**Extracted information**

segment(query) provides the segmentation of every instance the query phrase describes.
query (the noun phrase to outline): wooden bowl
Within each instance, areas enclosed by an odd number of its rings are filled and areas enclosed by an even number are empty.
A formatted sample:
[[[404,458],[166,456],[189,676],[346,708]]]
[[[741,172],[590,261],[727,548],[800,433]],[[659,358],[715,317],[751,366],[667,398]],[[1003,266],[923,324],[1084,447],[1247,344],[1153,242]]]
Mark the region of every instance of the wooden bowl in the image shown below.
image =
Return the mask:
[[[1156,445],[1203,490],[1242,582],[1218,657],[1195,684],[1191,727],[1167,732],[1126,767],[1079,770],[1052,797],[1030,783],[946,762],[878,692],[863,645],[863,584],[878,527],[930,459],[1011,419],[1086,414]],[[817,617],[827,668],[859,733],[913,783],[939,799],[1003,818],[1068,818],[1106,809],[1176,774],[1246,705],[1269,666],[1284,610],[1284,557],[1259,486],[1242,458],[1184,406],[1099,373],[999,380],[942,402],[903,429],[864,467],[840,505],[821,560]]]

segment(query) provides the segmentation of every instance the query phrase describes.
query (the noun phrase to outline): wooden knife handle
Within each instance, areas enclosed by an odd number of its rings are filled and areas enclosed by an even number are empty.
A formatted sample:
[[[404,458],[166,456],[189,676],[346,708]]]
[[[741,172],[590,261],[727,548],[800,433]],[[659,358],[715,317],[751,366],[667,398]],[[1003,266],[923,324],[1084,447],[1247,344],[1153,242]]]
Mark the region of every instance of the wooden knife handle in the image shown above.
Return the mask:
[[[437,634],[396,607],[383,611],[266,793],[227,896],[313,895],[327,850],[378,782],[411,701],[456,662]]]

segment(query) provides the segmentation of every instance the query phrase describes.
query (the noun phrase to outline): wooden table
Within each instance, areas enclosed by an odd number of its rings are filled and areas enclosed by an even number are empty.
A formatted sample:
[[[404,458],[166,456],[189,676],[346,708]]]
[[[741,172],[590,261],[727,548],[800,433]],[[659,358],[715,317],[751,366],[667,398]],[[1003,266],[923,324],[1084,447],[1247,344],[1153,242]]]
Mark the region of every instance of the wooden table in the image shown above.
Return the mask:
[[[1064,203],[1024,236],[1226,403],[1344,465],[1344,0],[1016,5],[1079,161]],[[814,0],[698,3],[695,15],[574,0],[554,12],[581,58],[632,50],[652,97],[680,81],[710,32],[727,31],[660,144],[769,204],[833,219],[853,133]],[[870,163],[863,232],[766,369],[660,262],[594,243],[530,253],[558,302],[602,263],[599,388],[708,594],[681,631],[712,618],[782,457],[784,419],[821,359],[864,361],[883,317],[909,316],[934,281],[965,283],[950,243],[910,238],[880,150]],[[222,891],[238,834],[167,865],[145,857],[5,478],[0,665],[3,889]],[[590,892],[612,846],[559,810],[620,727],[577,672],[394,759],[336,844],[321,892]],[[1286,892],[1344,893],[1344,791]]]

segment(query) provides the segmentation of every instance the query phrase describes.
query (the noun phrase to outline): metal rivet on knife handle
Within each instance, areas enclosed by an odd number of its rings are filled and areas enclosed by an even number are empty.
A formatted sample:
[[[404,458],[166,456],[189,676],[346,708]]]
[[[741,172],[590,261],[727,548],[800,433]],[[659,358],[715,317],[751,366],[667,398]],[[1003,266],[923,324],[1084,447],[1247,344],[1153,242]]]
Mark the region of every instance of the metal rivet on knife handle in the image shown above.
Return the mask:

**Exercise requirements**
Take the lines above and print them exactly.

**Complete answer**
segment(query) provides the segmentation of every instance the query phrase describes.
query (the noun phrase to outline): wooden bowl
Within each instance, areas enclosed by an odd number of its rings are filled and areas enclosed by an even number are empty.
A formatted sample:
[[[404,458],[166,456],[189,676],[346,708]]]
[[[741,172],[590,261],[727,548],[800,433]],[[659,358],[715,317],[751,366],[667,398]],[[1003,266],[923,324],[1084,447],[1247,344],[1153,242]]]
Mark the region of every instance of the wooden bowl in the image shown below.
image =
Return the mask:
[[[1156,445],[1203,490],[1242,582],[1218,657],[1195,684],[1191,727],[1167,732],[1126,767],[1079,770],[1052,797],[1030,783],[946,762],[878,692],[863,645],[863,584],[878,527],[930,459],[1011,419],[1086,414]],[[817,617],[827,668],[859,733],[913,783],[939,799],[1003,818],[1068,818],[1106,809],[1176,774],[1246,705],[1269,666],[1284,610],[1284,557],[1259,486],[1242,458],[1184,406],[1099,373],[999,380],[942,402],[903,429],[864,467],[840,505],[821,560]]]

segment(query) provides the segmentation of every instance the query phrase describes.
query (the noun phrase to outline): wooden knife handle
Within each instance, areas enclosed by an odd number of its rings are filled and areas enclosed by an even number are empty.
A formatted sample:
[[[404,458],[166,456],[189,676],[346,708]]]
[[[741,172],[590,261],[727,548],[800,433]],[[659,358],[715,317],[751,366],[667,398]],[[1003,266],[923,324],[1084,447],[1247,344],[1153,242]]]
Mark the region of every instance of the wooden knife handle in the image shown above.
Return the mask:
[[[437,634],[396,607],[383,611],[266,793],[227,896],[313,895],[327,850],[378,782],[411,701],[456,662]]]

segment(query) provides the segmentation of every instance the query phrase describes.
query (the noun phrase to outline): wooden table
Within each instance, areas enclosed by an odd number of its rings are filled and areas enclosed by an even number are empty.
A formatted sample:
[[[404,458],[166,456],[189,676],[346,708]]]
[[[741,172],[590,261],[727,548],[800,433]],[[659,358],[715,317],[751,366],[667,398]],[[1003,266],[923,324],[1084,447],[1247,344],[1153,242]]]
Mark the region of every instance of the wooden table in the image shown above.
Return the mask:
[[[1064,203],[1024,236],[1226,403],[1344,465],[1344,0],[1016,5],[1079,161]],[[814,0],[698,3],[695,15],[574,0],[554,12],[581,58],[632,50],[652,97],[680,81],[710,32],[727,31],[660,144],[769,204],[833,219],[853,133]],[[870,163],[863,232],[766,369],[660,262],[594,243],[530,253],[558,302],[602,263],[599,388],[708,594],[681,631],[712,618],[782,457],[784,419],[821,359],[864,361],[883,317],[909,316],[934,281],[965,283],[950,243],[910,238],[880,150]],[[222,891],[238,834],[167,865],[145,857],[5,478],[0,665],[3,889]],[[590,892],[612,846],[559,810],[620,727],[577,672],[394,759],[336,844],[321,892]],[[1286,892],[1344,893],[1344,791]]]

segment(query) provides the segmentation of every instance the query phrase describes.
query (the noun phrase to outline): metal rivet on knife handle
Within each instance, areas enclosed by an odd number of its rings are filled and areas enclosed by an even number are empty.
A formatted sample:
[[[404,458],[166,456],[189,676],[346,708]]]
[[[741,172],[590,261],[727,548],[800,433]],[[659,358],[715,317],[751,366],[667,398]],[[1003,266],[923,324],[1084,447],[1247,344],[1153,242]]]
Mark the region of every instance of the metal rivet on knife handle in the image shown above.
Return the mask:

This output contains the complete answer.